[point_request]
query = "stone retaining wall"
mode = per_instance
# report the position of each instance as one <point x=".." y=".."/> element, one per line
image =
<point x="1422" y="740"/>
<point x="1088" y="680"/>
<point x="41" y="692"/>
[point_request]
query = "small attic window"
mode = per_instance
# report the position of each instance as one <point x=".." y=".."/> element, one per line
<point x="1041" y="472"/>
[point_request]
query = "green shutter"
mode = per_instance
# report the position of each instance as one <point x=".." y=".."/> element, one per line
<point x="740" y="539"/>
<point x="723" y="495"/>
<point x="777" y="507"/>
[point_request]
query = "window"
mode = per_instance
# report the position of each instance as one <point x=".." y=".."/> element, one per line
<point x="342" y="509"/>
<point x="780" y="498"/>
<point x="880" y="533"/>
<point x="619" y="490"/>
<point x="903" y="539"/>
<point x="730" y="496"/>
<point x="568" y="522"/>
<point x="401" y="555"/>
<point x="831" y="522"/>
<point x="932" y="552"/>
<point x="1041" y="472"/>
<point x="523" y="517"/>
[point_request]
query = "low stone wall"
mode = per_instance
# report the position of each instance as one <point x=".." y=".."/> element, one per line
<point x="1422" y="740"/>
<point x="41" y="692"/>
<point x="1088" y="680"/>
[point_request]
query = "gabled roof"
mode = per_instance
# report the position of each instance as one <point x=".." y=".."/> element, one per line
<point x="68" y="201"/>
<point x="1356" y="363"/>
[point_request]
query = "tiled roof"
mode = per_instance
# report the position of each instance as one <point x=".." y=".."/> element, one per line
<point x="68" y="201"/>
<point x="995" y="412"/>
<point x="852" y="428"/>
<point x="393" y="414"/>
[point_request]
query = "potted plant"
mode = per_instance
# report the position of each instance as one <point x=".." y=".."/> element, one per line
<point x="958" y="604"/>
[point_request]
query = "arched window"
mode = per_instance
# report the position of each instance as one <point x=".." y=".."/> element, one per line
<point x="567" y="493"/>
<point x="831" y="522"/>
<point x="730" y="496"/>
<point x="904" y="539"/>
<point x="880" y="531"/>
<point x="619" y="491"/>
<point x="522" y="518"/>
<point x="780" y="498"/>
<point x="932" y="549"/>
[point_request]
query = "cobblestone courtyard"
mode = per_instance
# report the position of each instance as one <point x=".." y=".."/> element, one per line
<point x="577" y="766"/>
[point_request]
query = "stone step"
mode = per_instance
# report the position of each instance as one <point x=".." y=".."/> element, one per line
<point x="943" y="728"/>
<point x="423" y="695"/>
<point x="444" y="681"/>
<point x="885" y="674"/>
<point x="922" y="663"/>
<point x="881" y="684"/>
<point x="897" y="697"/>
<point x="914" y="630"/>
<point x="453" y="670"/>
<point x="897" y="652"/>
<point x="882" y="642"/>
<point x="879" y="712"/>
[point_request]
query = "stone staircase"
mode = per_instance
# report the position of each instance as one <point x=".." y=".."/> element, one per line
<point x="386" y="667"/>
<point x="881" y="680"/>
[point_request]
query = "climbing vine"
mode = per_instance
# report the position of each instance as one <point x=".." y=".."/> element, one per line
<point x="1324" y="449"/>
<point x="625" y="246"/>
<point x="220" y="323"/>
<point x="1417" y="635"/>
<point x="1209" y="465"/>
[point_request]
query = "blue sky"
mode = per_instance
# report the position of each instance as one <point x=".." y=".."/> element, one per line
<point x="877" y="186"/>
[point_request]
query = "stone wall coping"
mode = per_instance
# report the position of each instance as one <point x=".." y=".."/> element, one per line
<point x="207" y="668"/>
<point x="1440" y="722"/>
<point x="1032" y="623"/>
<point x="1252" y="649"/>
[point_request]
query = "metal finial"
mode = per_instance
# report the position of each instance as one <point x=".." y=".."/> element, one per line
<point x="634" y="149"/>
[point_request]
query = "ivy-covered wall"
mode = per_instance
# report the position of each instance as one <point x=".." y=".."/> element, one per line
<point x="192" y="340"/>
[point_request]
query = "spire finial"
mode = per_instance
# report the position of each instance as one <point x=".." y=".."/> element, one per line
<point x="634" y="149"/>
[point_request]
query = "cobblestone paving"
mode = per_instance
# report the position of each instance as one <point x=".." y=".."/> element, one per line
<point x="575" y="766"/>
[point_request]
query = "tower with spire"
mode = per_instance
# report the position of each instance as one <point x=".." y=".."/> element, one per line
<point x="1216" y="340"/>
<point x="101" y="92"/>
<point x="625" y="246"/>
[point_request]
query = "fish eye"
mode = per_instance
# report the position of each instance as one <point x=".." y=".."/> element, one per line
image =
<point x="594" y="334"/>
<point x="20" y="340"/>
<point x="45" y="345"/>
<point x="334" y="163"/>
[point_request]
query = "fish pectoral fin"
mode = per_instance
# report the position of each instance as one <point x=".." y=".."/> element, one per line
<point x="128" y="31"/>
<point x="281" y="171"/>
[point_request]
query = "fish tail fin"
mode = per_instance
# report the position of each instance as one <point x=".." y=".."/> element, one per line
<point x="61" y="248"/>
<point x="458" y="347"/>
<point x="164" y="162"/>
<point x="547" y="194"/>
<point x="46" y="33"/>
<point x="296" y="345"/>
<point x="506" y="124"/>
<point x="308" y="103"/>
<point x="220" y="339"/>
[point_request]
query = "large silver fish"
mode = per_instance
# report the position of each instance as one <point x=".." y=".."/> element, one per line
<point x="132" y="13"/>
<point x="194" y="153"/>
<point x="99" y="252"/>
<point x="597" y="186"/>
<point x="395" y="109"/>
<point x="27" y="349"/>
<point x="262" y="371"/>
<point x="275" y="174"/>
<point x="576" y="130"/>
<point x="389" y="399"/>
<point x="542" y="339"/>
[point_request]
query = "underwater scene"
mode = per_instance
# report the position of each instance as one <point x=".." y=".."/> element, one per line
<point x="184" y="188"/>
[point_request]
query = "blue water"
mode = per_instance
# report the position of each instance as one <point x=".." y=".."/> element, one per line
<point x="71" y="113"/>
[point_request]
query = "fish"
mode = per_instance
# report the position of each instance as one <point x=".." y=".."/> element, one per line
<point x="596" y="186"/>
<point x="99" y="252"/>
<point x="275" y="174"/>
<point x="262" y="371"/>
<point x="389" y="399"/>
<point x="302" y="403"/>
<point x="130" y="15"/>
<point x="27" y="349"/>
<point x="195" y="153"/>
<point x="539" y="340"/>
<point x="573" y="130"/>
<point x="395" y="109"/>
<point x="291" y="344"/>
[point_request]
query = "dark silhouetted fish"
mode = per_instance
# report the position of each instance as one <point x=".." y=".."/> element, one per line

━━━━━━━━━━

▶ **EXERCISE DIRECTIONS**
Retype the whole listing above exactly.

▶ **SOLUTION**
[point_request]
query = "stone retaining wall"
mode = per_instance
# report the position of each instance as one <point x=".." y=".."/> element, one per line
image =
<point x="1422" y="740"/>
<point x="1088" y="680"/>
<point x="41" y="692"/>
[point_request]
query = "small attic window"
mode = per_instance
# report the position of each instance as one <point x=".." y=".."/> element, one per line
<point x="1041" y="472"/>
[point_request]
query = "green shutter"
mode = per_instance
# report the position of each instance as one <point x=".." y=".."/> element, one per line
<point x="740" y="539"/>
<point x="723" y="495"/>
<point x="777" y="507"/>
[point_request]
query = "window"
mode = per_instance
# report the position of each instance as one <point x=".." y=".."/> element, one per line
<point x="342" y="509"/>
<point x="780" y="498"/>
<point x="880" y="533"/>
<point x="619" y="490"/>
<point x="903" y="539"/>
<point x="730" y="496"/>
<point x="568" y="522"/>
<point x="401" y="555"/>
<point x="831" y="522"/>
<point x="932" y="552"/>
<point x="1041" y="472"/>
<point x="523" y="517"/>
[point_request]
query = "low stone wall"
mode = per_instance
# report the position of each instance as one <point x=".." y=".."/> element, one per line
<point x="1422" y="740"/>
<point x="41" y="692"/>
<point x="1088" y="680"/>
[point_request]
query = "gabled roof"
mode = per_instance
# report the position of each instance as one <point x=".." y=".."/> element, one per line
<point x="68" y="201"/>
<point x="1356" y="363"/>
[point_request]
query = "tiled roof"
mode = per_instance
# report the position of each instance as one <point x=".." y=".."/> element, one per line
<point x="68" y="201"/>
<point x="995" y="412"/>
<point x="852" y="428"/>
<point x="393" y="414"/>
[point_request]
query = "potted plant"
mode = per_instance
# report the position of each instance as one <point x=".." y=".."/> element, one per line
<point x="958" y="604"/>
[point_request]
query = "arched window"
mode = per_instance
# report the position of each instance as one <point x=".." y=".."/> element, one per line
<point x="567" y="493"/>
<point x="831" y="522"/>
<point x="730" y="496"/>
<point x="904" y="539"/>
<point x="880" y="531"/>
<point x="619" y="491"/>
<point x="522" y="518"/>
<point x="780" y="498"/>
<point x="932" y="549"/>
[point_request]
query = "cobblestone courtyard"
mode = per_instance
# report the position of each instance as one <point x=".." y=".."/> element, one per line
<point x="577" y="766"/>
[point_request]
query = "stone step"
mode = per_instance
# report the position of each instance as one <point x=".." y=".."/> element, one per line
<point x="943" y="728"/>
<point x="423" y="695"/>
<point x="444" y="681"/>
<point x="885" y="674"/>
<point x="922" y="663"/>
<point x="881" y="684"/>
<point x="897" y="697"/>
<point x="914" y="630"/>
<point x="453" y="670"/>
<point x="897" y="652"/>
<point x="882" y="642"/>
<point x="879" y="712"/>
[point_request]
query = "stone staircase"
mode = per_instance
# report the position of each instance as one <point x=".." y=".."/> element, one per line
<point x="386" y="667"/>
<point x="881" y="680"/>
[point_request]
query = "climbing vine"
mode = per_instance
# report the position of each instance as one <point x=".." y=".."/> element, one per line
<point x="1324" y="449"/>
<point x="625" y="246"/>
<point x="220" y="323"/>
<point x="1417" y="635"/>
<point x="1209" y="465"/>
[point_request]
query = "blue sky"
mode = per_instance
# report the position of each instance as one <point x=".." y=".."/> element, one per line
<point x="877" y="186"/>
[point_request]
query = "stone wall coping"
mode = per_instance
# report the position of each instance as one <point x=".." y=".."/> element, one per line
<point x="207" y="668"/>
<point x="1440" y="722"/>
<point x="1032" y="623"/>
<point x="1252" y="649"/>
[point_request]
query = "metal finial"
mode = per_instance
# report the position of each instance as one <point x=".." y=".."/> element, one per line
<point x="634" y="149"/>
[point_request]
query = "ivy-covered wall"
mode = per_instance
# report the position of each instance as one <point x=".." y=".."/> element, one per line
<point x="192" y="340"/>
[point_request]
query = "spire finial"
mode = per_instance
# report the position of each instance as one <point x=".." y=".."/> element, one per line
<point x="634" y="149"/>
[point_request]
query = "cobblestone paving"
mode = per_instance
# report the position of each instance as one <point x=".." y=".."/> element, one per line
<point x="575" y="766"/>
[point_request]
query = "tower with spire"
mode = per_instance
# report the position of each instance as one <point x=".." y=".."/> element, one per line
<point x="1216" y="340"/>
<point x="101" y="92"/>
<point x="625" y="246"/>
[point_request]
query = "fish eye"
mode = per_instance
# report the position of each instance as one <point x=".." y=".."/> element, one per line
image =
<point x="594" y="334"/>
<point x="20" y="340"/>
<point x="45" y="345"/>
<point x="334" y="163"/>
[point_request]
query = "fish pectoral fin"
mode = per_instance
# report the position of each instance as one <point x=".." y=".."/> element, one per line
<point x="128" y="31"/>
<point x="281" y="171"/>
[point_request]
query = "fish tail fin"
mode = per_instance
# report the position of each instance as one <point x=".." y=".."/> element, one per line
<point x="61" y="248"/>
<point x="458" y="347"/>
<point x="164" y="162"/>
<point x="547" y="194"/>
<point x="46" y="33"/>
<point x="296" y="345"/>
<point x="506" y="124"/>
<point x="308" y="103"/>
<point x="220" y="339"/>
[point_request]
query = "large silver fish"
mode = per_instance
# report the position of each instance as one <point x=".." y=".."/> element, one per line
<point x="132" y="13"/>
<point x="194" y="153"/>
<point x="99" y="252"/>
<point x="597" y="186"/>
<point x="395" y="109"/>
<point x="27" y="349"/>
<point x="262" y="371"/>
<point x="275" y="174"/>
<point x="576" y="130"/>
<point x="389" y="399"/>
<point x="542" y="339"/>
[point_request]
query = "underwater scene"
mode = per_instance
# report the position of each instance as one <point x=".." y=".."/> element, one per line
<point x="184" y="188"/>
[point_request]
query = "blue water"
mode = per_instance
# report the position of each instance as one <point x=".." y=".."/> element, one per line
<point x="71" y="113"/>
[point_request]
query = "fish"
mode = per_instance
# report the position of each instance as one <point x=".." y=".."/> element, one per line
<point x="596" y="186"/>
<point x="99" y="252"/>
<point x="275" y="174"/>
<point x="262" y="371"/>
<point x="389" y="399"/>
<point x="302" y="403"/>
<point x="130" y="15"/>
<point x="27" y="349"/>
<point x="195" y="153"/>
<point x="539" y="340"/>
<point x="573" y="130"/>
<point x="395" y="109"/>
<point x="291" y="344"/>
[point_request]
query = "dark silhouetted fish"
mode = per_instance
# report the position of each instance as one <point x=".." y=".."/> element, one per line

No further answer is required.